→ **Alıştırmalar**
(1) Kırmancki'nin tarihsel kaynakları üzerine yazıdaki bölümü, "Kırmancki (Zazaca)’nın Tarihsel" ile "çabaları da sürüyor." arasında ve her ikisi de dahil olmak üzere, kelimesi kelimesine aktarın.
(2) Kırmancki'nin tarihsel kaynakları üzerine yazıda "çaba" kökünden türeyen kelimelerin hepsini, metinde geçtikleri biçimde sıralayın.
(3) Kırmancki'nin tarihsel kaynakları üzerine yazıyı kaldığı yerden sürdürün.

→ **Okuma Metni**
Kırmancki (Zazaca)’nın Tarihsel Kaynakları
- 17 Ocak 2022
- 3
Kürt dili üzerine son yıllarda artan bir hızla çalışmalar devam ederken bunun paralelinde Kürtçeyi kendi içinde ayrıştırma çabaları da sürüyor.
Bu noktada özellikle son birkaç yılda Kürtçenin lehçeleri arasındaki bazı farklılıkları abartıp Kürtleri birbirinden uzaklaştırma cereyanı dikkat çekmektedir. Bütün tarihsel ve sosyolojik veriler ortada olmasına rağmen, biraz da Alman ekolündeki bazı çevrelerin de etkisiyle ve Türkiye’de de Bingöl Üniversitesinin anlaşılmaz çabalarıyla Kırmancki (Zazaca)’yi Kürtçe genel dilden ayırma çabalarını görmekteyiz.

→ **Veri Kümesinden Alıntılar**
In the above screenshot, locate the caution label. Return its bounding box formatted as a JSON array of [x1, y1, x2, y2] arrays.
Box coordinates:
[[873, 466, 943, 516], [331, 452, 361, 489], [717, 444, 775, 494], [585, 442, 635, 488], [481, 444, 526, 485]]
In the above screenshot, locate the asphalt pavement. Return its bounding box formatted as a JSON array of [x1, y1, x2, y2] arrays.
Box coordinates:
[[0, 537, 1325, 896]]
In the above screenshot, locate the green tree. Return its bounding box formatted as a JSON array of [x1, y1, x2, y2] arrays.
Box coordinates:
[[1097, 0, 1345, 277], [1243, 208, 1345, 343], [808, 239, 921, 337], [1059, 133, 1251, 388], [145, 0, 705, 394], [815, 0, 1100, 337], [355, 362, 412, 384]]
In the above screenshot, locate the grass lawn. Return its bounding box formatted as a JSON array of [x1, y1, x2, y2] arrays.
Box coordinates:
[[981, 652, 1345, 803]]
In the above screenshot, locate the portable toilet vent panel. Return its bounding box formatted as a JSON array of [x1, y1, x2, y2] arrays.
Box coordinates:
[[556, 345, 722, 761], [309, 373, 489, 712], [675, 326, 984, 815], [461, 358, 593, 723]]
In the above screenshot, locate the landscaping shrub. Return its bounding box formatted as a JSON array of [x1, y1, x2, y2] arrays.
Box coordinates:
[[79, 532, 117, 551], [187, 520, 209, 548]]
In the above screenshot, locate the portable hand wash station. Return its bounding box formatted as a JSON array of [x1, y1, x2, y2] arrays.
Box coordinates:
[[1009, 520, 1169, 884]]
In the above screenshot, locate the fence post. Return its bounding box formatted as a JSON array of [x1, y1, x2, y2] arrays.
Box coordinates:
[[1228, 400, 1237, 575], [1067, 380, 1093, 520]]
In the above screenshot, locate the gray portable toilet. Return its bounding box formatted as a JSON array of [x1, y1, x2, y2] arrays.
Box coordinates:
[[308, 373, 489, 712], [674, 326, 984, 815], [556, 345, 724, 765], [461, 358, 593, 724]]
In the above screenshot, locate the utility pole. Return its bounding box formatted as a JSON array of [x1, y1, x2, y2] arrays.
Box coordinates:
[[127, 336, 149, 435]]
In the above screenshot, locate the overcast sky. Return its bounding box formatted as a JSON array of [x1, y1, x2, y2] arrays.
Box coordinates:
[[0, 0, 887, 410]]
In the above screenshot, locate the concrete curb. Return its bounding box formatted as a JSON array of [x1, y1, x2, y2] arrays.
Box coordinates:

→ **Nihai Sonuçlar**
(1)
Kırmancki (Zazaca)’nın Tarihsel Kaynakları
- 17 Ocak 2022
- 3
Kürt dili üzerine son yıllarda artan bir hızla çalışmalar devam ederken bunun paralelinde Kürtçeyi kendi içinde ayrıştırma çabaları da sürüyor.

(2)
çabaları
çabalarıyla
çabalarını

(3)
Oysa yüz yıllardan bu yana Arap ve Fars kaynakları başta olmak üzere tüm kaynaklarda Kirmanckî de Kurmancî, Soranî, Goranî ve Lorî gibi Kürt dilinin bir lehçesi olarak ele alınmaktadır. Bütün bu net kaynaklara rağmen kimi çevrelerin ısrarla Kürtçenin lehçeleri üzerinde bir ayrıştırmaya gitmesi, tamamen siyasi bir tavır olarak algılanabilir. Buna rağmen biz de ısrarla geçmişten günümüze Kırmancki (Zazacanın)’nin Kürdiliğini ele alan verileri paylaşmaya devam edeceğiz.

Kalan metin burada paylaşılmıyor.